The answer must consist solely of the lines from the start of the records through the line containing "Where can you see the cloud bank?", restated word for word, with no pictures.

> **Dataset content**:
Start of Block

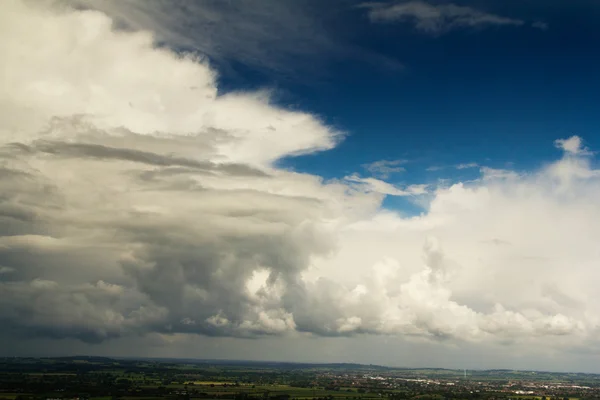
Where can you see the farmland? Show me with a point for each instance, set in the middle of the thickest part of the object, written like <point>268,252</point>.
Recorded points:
<point>97,378</point>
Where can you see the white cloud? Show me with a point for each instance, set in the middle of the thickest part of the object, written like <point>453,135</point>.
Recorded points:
<point>540,25</point>
<point>467,166</point>
<point>378,186</point>
<point>384,168</point>
<point>436,19</point>
<point>572,145</point>
<point>135,204</point>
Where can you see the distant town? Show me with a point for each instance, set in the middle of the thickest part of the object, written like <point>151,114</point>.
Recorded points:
<point>99,378</point>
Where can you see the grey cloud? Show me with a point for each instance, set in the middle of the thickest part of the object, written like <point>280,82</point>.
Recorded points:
<point>82,150</point>
<point>436,19</point>
<point>113,228</point>
<point>280,37</point>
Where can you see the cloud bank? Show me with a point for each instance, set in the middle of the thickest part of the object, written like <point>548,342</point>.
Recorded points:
<point>136,200</point>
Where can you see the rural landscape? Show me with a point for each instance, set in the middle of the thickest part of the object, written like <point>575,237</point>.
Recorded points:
<point>99,378</point>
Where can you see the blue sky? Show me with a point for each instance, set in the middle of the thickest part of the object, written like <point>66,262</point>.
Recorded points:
<point>492,95</point>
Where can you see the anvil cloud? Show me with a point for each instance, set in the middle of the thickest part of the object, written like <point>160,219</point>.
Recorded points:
<point>135,198</point>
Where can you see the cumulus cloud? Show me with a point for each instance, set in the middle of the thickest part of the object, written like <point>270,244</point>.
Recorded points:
<point>384,168</point>
<point>137,200</point>
<point>467,165</point>
<point>436,19</point>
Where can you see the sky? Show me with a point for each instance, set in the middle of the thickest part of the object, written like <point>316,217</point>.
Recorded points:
<point>408,183</point>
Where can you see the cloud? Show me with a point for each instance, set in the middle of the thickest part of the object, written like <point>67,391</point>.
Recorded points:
<point>378,186</point>
<point>543,26</point>
<point>436,19</point>
<point>272,36</point>
<point>572,146</point>
<point>133,205</point>
<point>384,168</point>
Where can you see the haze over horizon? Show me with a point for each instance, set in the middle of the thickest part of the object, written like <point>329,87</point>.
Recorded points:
<point>407,183</point>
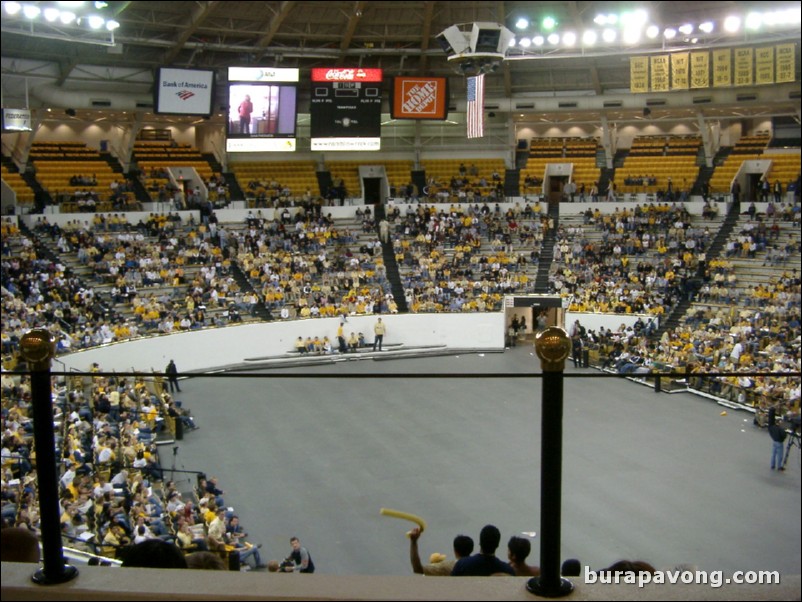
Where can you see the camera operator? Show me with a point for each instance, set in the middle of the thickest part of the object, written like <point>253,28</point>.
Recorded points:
<point>778,435</point>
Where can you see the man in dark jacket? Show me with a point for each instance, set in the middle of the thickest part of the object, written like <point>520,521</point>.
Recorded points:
<point>777,434</point>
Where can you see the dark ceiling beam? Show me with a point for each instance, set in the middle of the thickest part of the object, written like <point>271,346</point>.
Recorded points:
<point>353,21</point>
<point>501,17</point>
<point>197,17</point>
<point>273,27</point>
<point>428,11</point>
<point>65,67</point>
<point>576,17</point>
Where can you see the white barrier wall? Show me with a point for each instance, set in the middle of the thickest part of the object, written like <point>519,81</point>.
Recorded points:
<point>215,348</point>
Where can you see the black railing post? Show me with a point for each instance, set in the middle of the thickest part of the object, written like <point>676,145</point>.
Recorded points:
<point>38,349</point>
<point>552,346</point>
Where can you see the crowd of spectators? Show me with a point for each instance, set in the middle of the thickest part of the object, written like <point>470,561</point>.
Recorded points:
<point>467,257</point>
<point>112,486</point>
<point>302,260</point>
<point>642,260</point>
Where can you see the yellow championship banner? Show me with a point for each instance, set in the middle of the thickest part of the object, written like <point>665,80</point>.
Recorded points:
<point>639,74</point>
<point>660,73</point>
<point>680,71</point>
<point>764,65</point>
<point>785,63</point>
<point>722,67</point>
<point>700,69</point>
<point>744,76</point>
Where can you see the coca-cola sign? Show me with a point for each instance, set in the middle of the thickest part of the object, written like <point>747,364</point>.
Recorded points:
<point>335,74</point>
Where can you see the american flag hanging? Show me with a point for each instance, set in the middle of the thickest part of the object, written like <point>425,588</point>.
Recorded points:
<point>476,103</point>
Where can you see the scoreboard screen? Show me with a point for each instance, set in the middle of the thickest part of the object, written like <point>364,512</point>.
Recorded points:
<point>345,109</point>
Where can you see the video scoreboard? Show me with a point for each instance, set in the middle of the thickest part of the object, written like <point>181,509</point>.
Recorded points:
<point>345,109</point>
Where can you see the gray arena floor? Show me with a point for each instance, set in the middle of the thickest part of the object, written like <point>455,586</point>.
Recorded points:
<point>658,477</point>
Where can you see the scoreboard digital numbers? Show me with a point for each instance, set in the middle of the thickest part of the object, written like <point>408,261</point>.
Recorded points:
<point>345,109</point>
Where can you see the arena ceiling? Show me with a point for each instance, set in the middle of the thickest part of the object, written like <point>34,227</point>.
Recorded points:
<point>398,37</point>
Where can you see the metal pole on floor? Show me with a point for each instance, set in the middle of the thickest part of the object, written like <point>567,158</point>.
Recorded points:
<point>38,349</point>
<point>552,346</point>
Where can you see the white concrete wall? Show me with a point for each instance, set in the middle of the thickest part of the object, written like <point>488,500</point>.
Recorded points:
<point>213,348</point>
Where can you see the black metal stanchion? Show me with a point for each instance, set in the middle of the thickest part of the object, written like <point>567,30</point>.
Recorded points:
<point>38,349</point>
<point>552,346</point>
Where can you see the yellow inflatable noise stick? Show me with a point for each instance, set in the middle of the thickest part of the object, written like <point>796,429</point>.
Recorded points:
<point>405,516</point>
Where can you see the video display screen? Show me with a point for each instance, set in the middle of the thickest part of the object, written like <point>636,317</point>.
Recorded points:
<point>262,110</point>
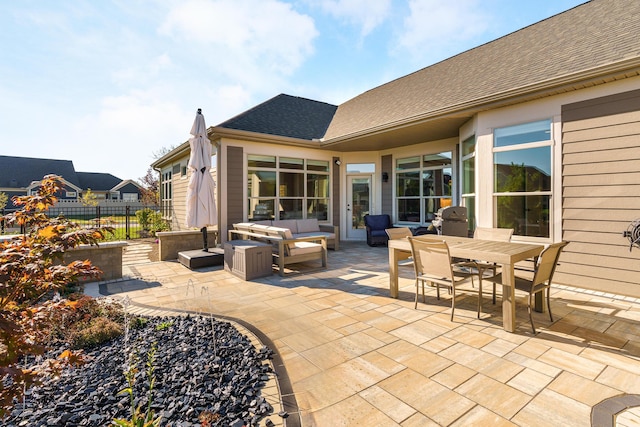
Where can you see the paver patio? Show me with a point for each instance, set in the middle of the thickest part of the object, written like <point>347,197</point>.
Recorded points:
<point>355,356</point>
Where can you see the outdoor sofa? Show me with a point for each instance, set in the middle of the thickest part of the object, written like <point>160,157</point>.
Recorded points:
<point>287,249</point>
<point>307,228</point>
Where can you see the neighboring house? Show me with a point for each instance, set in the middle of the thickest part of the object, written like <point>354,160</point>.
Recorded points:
<point>22,175</point>
<point>538,130</point>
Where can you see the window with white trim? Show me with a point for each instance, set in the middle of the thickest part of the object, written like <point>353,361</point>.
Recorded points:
<point>423,185</point>
<point>468,171</point>
<point>522,159</point>
<point>299,188</point>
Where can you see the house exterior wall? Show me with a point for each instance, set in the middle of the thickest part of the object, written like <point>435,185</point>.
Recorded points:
<point>595,185</point>
<point>233,188</point>
<point>601,192</point>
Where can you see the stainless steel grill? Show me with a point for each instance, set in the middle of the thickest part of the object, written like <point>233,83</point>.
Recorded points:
<point>452,221</point>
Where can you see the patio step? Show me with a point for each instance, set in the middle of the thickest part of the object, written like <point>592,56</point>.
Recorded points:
<point>137,252</point>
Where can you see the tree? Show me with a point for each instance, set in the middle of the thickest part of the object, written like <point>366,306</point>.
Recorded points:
<point>4,199</point>
<point>89,198</point>
<point>150,188</point>
<point>31,268</point>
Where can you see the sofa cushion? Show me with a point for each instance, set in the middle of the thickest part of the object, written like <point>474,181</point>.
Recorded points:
<point>243,226</point>
<point>291,224</point>
<point>300,248</point>
<point>307,225</point>
<point>327,236</point>
<point>280,233</point>
<point>259,228</point>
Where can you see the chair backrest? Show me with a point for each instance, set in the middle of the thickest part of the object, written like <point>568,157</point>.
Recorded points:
<point>398,232</point>
<point>377,222</point>
<point>497,234</point>
<point>546,264</point>
<point>431,257</point>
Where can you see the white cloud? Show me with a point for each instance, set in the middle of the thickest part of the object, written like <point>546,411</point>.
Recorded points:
<point>435,27</point>
<point>366,14</point>
<point>121,137</point>
<point>265,36</point>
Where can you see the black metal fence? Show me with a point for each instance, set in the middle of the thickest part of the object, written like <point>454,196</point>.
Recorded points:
<point>122,218</point>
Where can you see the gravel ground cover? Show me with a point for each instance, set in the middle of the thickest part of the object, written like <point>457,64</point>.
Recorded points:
<point>200,364</point>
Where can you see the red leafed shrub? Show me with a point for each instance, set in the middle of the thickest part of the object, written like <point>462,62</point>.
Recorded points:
<point>31,270</point>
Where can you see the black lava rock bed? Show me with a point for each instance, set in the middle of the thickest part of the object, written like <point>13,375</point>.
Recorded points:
<point>201,364</point>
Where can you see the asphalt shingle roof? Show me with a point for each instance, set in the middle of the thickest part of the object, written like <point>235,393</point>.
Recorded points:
<point>20,172</point>
<point>285,115</point>
<point>97,181</point>
<point>591,35</point>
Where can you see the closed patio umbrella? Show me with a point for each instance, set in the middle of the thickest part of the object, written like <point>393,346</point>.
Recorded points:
<point>201,203</point>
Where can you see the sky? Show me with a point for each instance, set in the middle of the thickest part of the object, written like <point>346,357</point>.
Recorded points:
<point>110,84</point>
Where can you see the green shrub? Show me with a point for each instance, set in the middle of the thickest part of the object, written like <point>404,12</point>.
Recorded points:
<point>98,331</point>
<point>150,220</point>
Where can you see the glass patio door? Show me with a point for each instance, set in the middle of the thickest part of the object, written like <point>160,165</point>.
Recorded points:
<point>358,205</point>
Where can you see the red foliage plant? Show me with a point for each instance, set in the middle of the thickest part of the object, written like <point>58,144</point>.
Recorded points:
<point>31,268</point>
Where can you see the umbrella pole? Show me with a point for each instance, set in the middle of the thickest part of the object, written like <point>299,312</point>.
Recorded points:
<point>205,239</point>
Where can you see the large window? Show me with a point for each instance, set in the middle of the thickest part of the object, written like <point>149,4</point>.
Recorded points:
<point>522,177</point>
<point>469,179</point>
<point>423,185</point>
<point>166,193</point>
<point>287,188</point>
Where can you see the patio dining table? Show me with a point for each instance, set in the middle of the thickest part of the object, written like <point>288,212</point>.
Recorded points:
<point>507,254</point>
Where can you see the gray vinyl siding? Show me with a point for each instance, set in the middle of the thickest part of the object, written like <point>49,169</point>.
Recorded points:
<point>235,186</point>
<point>601,193</point>
<point>335,193</point>
<point>387,187</point>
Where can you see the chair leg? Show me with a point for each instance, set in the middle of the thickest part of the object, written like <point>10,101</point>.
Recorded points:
<point>453,301</point>
<point>530,314</point>
<point>479,295</point>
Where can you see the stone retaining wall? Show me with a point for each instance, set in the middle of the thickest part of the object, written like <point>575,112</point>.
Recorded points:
<point>107,257</point>
<point>172,242</point>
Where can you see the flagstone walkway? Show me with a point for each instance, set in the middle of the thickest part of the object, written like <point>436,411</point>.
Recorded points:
<point>355,356</point>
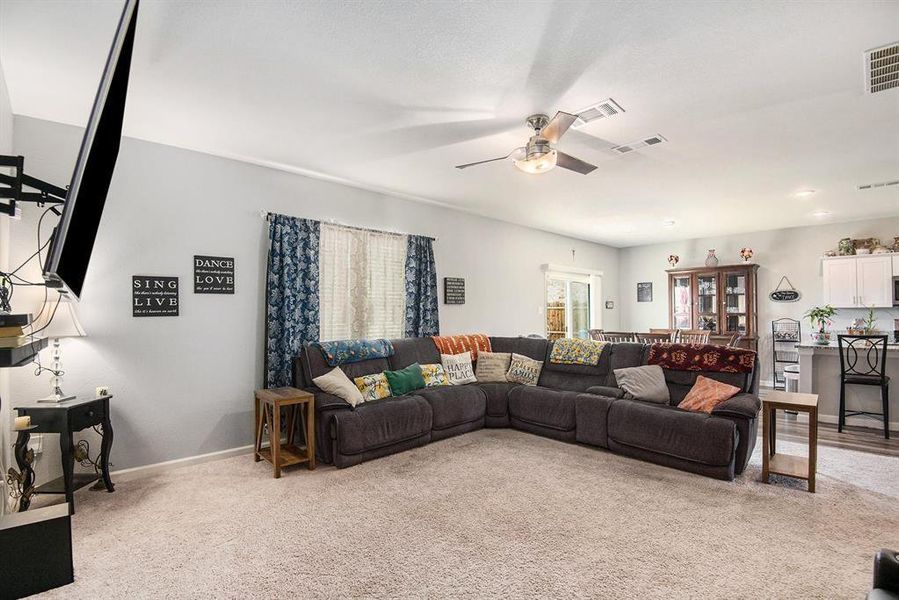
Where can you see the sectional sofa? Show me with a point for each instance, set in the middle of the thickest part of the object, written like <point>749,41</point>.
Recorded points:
<point>571,403</point>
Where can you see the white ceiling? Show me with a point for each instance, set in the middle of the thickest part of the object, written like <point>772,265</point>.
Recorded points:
<point>757,99</point>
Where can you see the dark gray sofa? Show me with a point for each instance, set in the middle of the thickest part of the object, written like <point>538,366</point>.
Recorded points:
<point>572,403</point>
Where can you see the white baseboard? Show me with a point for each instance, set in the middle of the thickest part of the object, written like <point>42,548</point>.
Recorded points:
<point>156,468</point>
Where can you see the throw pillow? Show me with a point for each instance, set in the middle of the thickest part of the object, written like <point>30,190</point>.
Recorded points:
<point>644,383</point>
<point>434,375</point>
<point>706,394</point>
<point>458,368</point>
<point>493,366</point>
<point>405,380</point>
<point>523,369</point>
<point>373,387</point>
<point>337,383</point>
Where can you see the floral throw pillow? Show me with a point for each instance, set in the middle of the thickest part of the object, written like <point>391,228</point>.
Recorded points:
<point>434,375</point>
<point>373,387</point>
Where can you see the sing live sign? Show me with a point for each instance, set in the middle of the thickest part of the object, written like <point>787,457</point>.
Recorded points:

End of Block

> **Response below**:
Where can you see the farmland? Show me with a point for each instance, set in the middle of the thickest part of the object, written like <point>268,252</point>.
Recorded points:
<point>97,378</point>
Where can you see the white cloud? Show me with a point for each instance, set in the middle of the thickest part of the object, written like <point>453,135</point>.
Recorded points:
<point>540,25</point>
<point>467,166</point>
<point>378,186</point>
<point>384,168</point>
<point>436,19</point>
<point>572,145</point>
<point>135,204</point>
Where can you see the distant town? Show me with a point for each instance, set in the middle of the thickest part of the object, written like <point>151,114</point>.
Recorded points:
<point>99,378</point>
Where can you see the grey cloud? Show me with a point for each instance, set in the middle of the thickest part of the object, written like <point>280,82</point>.
Recorded points:
<point>82,150</point>
<point>436,19</point>
<point>113,228</point>
<point>280,37</point>
Where can you see the cloud bank? Show me with a point for each instance, set in the middle of the thickest part of the object, written like <point>548,342</point>.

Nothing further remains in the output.